[Teks Pilihan]:
-=-=-=-=-
GIANYAR, balitourismnow.com – Bali Fashion Trend (BFT) 2025 diwarnai dengan karya-karya kreatif para desainer dari Lembaga Pemasyarakatan (Lapas). Mereka adalah narapidana yang telah mendapat binaan untuk kemudian mempertunjukan hasil karya seninya kepada masyarakat luas.
Karya para desainer hasil binaan Lapas itu tampil bersama dengan karya-karya desainer lainnya, yang mana pada hari kedua itu menampilkan 8 desainer dalam dan luar negeri, Jumat 19 Desember 2025. Karyanya itu, lebih banyak mengangkat kearipan lokal dari berbagai daerah di Indonesia.
Direktorat Jenderal Pemasyarakatan Kementerian Imigrasi dan Pemasyarakatan (Kementerian Imipas) yang memberikan pembinaan terhadap narapidana. Ini sebuah terobosan inovatif dalam pembinaan warga binaan melalui kolaborasi strategis dengan Indonesia Fashion Chamber (IFC).
-=-=-=-=-
[Petunjuk Tugas]:
1. Jawablah pertanyaan berikut berdasarkan teks tentang Bali Fashion Trend 2025:
(a) Berapa desainer dalam dan luar negeri yang tampil pada hari kedua?
(b) Karya para desainer lebih banyak mengangkat apa?
(c) Dengan siapa Direktorat Jenderal Pemasyarakatan menjalin kolaborasi strategis?
2. Ulangi dengan persis bagian teks tentang Bali Fashion Trend 2025 yang dimulai dengan "GIANYAR, balitourismnow.com –" dan berlanjut sampai "Fashion Chamber (IFC).".

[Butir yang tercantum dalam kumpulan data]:
-=-=-=-=-
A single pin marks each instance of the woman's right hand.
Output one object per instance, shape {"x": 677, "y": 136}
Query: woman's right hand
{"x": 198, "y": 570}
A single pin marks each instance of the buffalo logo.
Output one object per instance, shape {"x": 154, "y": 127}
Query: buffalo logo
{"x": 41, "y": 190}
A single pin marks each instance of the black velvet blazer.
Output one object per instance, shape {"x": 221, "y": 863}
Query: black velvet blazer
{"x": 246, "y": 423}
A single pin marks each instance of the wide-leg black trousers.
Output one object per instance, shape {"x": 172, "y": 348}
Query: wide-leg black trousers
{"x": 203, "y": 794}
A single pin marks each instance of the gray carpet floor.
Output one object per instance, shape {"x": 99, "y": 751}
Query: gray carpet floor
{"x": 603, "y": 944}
-=-=-=-=-
[Jawaban]:
1.
(a) 8 desainer.
(b) Kearipan lokal dari berbagai daerah di Indonesia.
(c) Indonesia Fashion Chamber (IFC).

2.
GIANYAR, balitourismnow.com – Bali Fashion Trend (BFT) 2025 diwarnai dengan karya-karya kreatif para desainer dari Lembaga Pemasyarakatan (Lapas). Mereka adalah narapidana yang telah mendapat binaan untuk kemudian mempertunjukan hasil karya seninya kepada masyarakat luas.
Karya para desainer hasil binaan Lapas itu tampil bersama dengan karya-karya desainer lainnya, yang mana pada hari kedua itu menampilkan 8 desainer dalam dan luar negeri, Jumat 19 Desember 2025. Karyanya itu, lebih banyak mengangkat kearipan lokal dari berbagai daerah di Indonesia.
Direktorat Jenderal Pemasyarakatan Kementerian Imigrasi dan Pemasyarakatan (Kementerian Imipas) yang memberikan pembinaan terhadap narapidana. Ini sebuah terobosan inovatif dalam pembinaan warga binaan melalui kolaborasi strategis dengan Indonesia Fashion Chamber (IFC).